WORK TO COMPLETE >> Lay out every line of the data below as a numbered list, skipping blank lines. Leave the pictures out of your answer.

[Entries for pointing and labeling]
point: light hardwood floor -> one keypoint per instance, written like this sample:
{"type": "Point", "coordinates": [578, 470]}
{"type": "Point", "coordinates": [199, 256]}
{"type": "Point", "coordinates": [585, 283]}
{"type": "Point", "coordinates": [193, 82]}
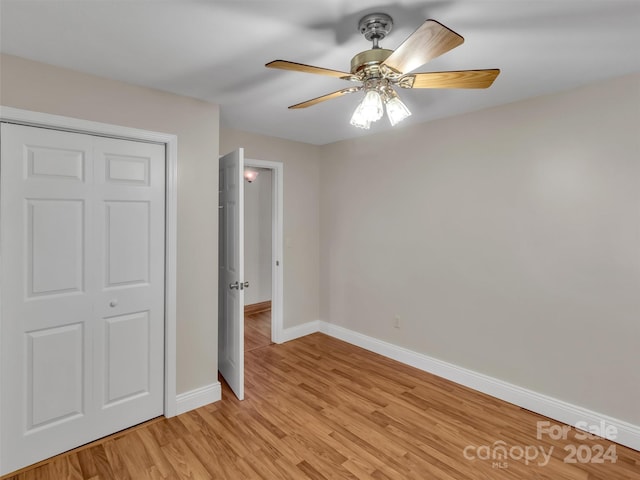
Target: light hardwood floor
{"type": "Point", "coordinates": [318, 408]}
{"type": "Point", "coordinates": [257, 330]}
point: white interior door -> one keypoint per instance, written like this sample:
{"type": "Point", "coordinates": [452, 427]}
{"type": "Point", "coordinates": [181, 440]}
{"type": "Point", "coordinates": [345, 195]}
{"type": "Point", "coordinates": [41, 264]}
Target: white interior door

TASK SOLUTION >>
1. point: light hardwood floor -> one keypoint per instance, written like this sample:
2. {"type": "Point", "coordinates": [578, 470]}
3. {"type": "Point", "coordinates": [199, 256]}
4. {"type": "Point", "coordinates": [585, 283]}
5. {"type": "Point", "coordinates": [193, 82]}
6. Target: light hardwood floor
7. {"type": "Point", "coordinates": [318, 408]}
8. {"type": "Point", "coordinates": [257, 330]}
9. point: white interior door -> one keypoint per instance, written like this sample:
10. {"type": "Point", "coordinates": [452, 427]}
11. {"type": "Point", "coordinates": [181, 440]}
12. {"type": "Point", "coordinates": [345, 195]}
13. {"type": "Point", "coordinates": [41, 264]}
14. Target: white interior door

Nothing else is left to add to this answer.